_SET EXERCISE_
Reproduce the listing below word for word, from its first line to its last.

_STORED DATA_
= = = =
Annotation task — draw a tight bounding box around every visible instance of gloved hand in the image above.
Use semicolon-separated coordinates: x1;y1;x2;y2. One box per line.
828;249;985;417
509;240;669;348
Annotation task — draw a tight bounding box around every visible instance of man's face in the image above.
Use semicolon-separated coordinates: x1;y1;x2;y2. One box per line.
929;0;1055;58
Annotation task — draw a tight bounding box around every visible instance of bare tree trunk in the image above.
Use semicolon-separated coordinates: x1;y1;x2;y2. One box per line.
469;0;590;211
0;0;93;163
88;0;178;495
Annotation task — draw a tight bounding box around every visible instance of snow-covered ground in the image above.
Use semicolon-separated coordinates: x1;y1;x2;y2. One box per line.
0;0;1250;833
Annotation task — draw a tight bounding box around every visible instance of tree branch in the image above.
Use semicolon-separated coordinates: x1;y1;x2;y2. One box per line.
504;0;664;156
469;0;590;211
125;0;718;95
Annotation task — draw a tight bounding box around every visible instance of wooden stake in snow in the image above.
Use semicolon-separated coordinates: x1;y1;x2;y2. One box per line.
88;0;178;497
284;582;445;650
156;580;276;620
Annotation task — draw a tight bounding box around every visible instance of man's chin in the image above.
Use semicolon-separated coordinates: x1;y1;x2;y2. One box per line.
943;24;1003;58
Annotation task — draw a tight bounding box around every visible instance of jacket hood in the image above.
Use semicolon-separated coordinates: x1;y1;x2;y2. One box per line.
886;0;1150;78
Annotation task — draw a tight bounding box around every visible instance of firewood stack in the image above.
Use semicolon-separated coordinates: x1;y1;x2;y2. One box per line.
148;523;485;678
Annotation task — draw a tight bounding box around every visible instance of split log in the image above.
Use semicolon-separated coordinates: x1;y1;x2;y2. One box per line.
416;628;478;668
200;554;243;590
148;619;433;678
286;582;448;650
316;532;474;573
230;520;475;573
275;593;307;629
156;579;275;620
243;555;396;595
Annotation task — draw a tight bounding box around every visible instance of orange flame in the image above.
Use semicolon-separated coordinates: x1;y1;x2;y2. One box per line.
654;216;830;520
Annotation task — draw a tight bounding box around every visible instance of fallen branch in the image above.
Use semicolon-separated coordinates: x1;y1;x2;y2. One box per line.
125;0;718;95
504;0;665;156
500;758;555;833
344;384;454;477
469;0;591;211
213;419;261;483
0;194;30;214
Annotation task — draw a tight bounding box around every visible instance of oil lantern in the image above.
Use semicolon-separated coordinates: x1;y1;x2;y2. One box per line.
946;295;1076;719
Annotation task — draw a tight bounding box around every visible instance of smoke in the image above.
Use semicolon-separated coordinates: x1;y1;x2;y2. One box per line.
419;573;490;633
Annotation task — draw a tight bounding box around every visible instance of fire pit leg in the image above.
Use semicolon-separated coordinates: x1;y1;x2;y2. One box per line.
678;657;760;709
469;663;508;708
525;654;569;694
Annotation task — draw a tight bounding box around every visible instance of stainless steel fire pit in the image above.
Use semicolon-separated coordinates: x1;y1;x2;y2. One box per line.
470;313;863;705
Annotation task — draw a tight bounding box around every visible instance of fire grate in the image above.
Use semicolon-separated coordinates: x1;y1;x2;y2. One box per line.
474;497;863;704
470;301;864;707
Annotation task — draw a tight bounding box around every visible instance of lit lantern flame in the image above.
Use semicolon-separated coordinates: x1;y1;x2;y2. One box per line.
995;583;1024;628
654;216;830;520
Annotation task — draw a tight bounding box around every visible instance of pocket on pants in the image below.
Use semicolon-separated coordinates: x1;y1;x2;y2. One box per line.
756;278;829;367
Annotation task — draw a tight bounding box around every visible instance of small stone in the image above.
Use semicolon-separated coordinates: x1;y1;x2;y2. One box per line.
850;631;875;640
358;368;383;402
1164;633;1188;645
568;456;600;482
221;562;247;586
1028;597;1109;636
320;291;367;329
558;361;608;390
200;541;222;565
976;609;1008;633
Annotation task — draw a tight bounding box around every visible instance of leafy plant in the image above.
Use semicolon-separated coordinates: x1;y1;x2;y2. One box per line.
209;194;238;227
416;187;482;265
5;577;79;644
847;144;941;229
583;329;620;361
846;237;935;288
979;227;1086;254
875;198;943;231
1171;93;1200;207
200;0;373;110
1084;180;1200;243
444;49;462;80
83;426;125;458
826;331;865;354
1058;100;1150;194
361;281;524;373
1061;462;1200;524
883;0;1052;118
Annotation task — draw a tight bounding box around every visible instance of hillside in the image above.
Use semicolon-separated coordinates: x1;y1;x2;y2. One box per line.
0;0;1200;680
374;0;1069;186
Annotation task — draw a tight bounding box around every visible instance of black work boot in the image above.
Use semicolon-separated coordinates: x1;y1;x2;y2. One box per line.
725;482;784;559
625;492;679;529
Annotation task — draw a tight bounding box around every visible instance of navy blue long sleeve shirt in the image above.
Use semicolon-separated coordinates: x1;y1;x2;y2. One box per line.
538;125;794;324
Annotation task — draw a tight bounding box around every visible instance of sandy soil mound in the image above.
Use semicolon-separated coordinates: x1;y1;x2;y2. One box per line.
= = = =
_RIGHT ANSWER_
Annotation task — draw a tight bounding box around every visible instance of gloved hand in the image above.
Use semicolon-separated coordinates: x1;y1;x2;y2. One box per line.
828;249;985;417
509;240;669;348
Annotation task — draw a tight bounding box around every visible instance of man's face in the image above.
Use semicolon-separated coordinates: x1;y1;x2;y2. One box per line.
929;0;1055;58
Annotation task — draw a tight bounding box around every visible instance of bare tree trunk in the image above.
Use semicolon-separated coordinates: x1;y1;x2;y2. One box per line.
469;0;590;211
0;0;93;163
88;0;178;495
Annotation task — draw a tight bounding box around every visible instance of snow-covered ground in the image above.
Use semicolon-separated coordinates: x1;y1;x2;y2. One box per line.
0;0;1250;833
Annotation task — draw a tight bounding box around every visible instance of tree branch in the image above.
Use semicolon-separated coordinates: x1;y1;x2;y2. One box per line.
504;0;664;156
469;0;590;211
125;0;718;95
Annotation task — draw a tight bounding box around every visible instance of wooden stake in snow in the image above.
Use semicolon-separated coordinates: x1;y1;x2;y2. One box per line.
88;0;178;497
284;582;445;650
156;580;276;620
Annotation task — draw a tight bounding box around every visible instance of man's chin in the image above.
Use semicolon-separated coordinates: x1;y1;x2;y2. One box per line.
943;24;1003;58
Annotation task — draw a tight bounding box around every visible instance of jacket hood in the image above.
Use semicolon-separated coordinates: x1;y1;x2;y2. One box per line.
886;0;1150;78
Annotation task — draw a tight bounding box around every visible instance of firewood stack in the image above.
Use semicolon-separated coordinates: x1;y1;x2;y2. One box per line.
148;523;485;678
Annotation task — draw a tight bounding box around every visible instance of split log in the image above.
Use semicolon-separated coordinates: x1;y1;x2;y2. One box per line.
416;628;478;668
200;554;243;590
148;619;433;678
286;582;448;650
316;532;474;573
230;520;475;573
275;593;307;629
156;579;275;620
243;555;396;595
Annotation task — draw a tight bounding box around every visible instance of orange flame in the image above.
Use semicolon-separated coordinates: x1;y1;x2;y2. One box per line.
654;216;830;520
Annotation task — draw a tight bounding box around every visible instance of fallen branch in the image above.
Use semicolon-separated coordinates: x1;y1;x2;y2. One box per line.
125;0;718;95
504;0;665;156
500;758;555;833
344;384;454;477
469;0;591;211
213;419;261;483
0;194;30;214
Annotation task — draw a tight bounding box around every visible instance of oil lantern in the image above.
Use semicolon-separated coordinates: x1;y1;x2;y2. One box per line.
946;295;1076;719
Annotation task — draw a tight bounding box around every visible instance of smoke in the image above.
Use semicolon-separated coordinates: x1;y1;x2;y2. One box per line.
419;573;490;633
Annotation task — draw a tight bounding box around every visible instance of fire pit leg in the image above.
Use semicolon-separated coordinates: x1;y1;x2;y2. One box per line.
678;657;760;709
469;663;508;708
525;654;569;694
Annotation task — draw a tight bounding box around every visible instance of stainless steel fire pit in the image above.
Use semicolon-separated coordinates: x1;y1;x2;y2. One box per line.
470;313;863;705
Annotation task — draw a tight bounding box around every visible instance of fire grate in the image above.
Use semicolon-separated coordinates: x1;y1;x2;y2. One box per line.
474;497;863;704
470;301;864;707
Annotation task — draw a tight bounding box around every visible instance of lit lantern flame in the image above.
Use semicolon-separated coordinates: x1;y1;x2;y2. One box per line.
995;583;1024;628
654;216;830;520
Annotation task — draw a tight bounding box around every visible instance of pocket on pants in the image below.
Use semicolon-separated coordinates: x1;y1;x2;y2. One box per line.
756;278;829;367
Annotation task — draw a tight bounding box around every visible instance of small stone in the image above.
Use semicolon-separated coordinates: x1;y1;x2;y2. One box per line.
850;631;875;640
358;368;383;402
1164;633;1188;645
568;456;600;482
221;562;247;586
1028;597;1109;636
320;291;367;329
558;361;608;390
200;541;222;565
976;609;1008;633
Annotation task — draw a tight bounding box around every visible instance of leafy plant in the image above.
Use semicolon-separated coordinates: x1;y1;x2;y2. One box per line.
209;194;238;227
416;187;482;265
5;577;79;644
847;144;941;229
583;329;620;361
846;237;935;288
979;227;1086;254
875;198;943;231
1171;93;1200;207
200;0;373;110
1084;180;1200;243
444;49;462;80
83;426;125;458
826;331;865;354
1058;100;1150;194
361;281;524;373
1061;462;1200;524
883;0;1052;118
Annotation task — draw a tight bounding box around every visible instance of hillside in the image above.
Use semicolon-separated coordinates: x1;y1;x2;y2. One box per line.
0;0;1200;680
374;0;1069;186
Annotation task — draw a tight bounding box around every visible instance of black work boot in the image above.
Use semicolon-separated coordinates: x1;y1;x2;y2. One box per line.
725;482;784;559
625;492;679;529
Annotation task — draw a tight bounding box around every visible instance of navy blue long sleeve shirt in the image above.
Use semicolon-separated coordinates: x1;y1;x2;y2. One box per line.
538;125;794;324
Annotation task — draw a tight bounding box around every visible instance of sandy soil mound in the image above.
Use semicolon-separated coordinates: x1;y1;x2;y2. One box per line.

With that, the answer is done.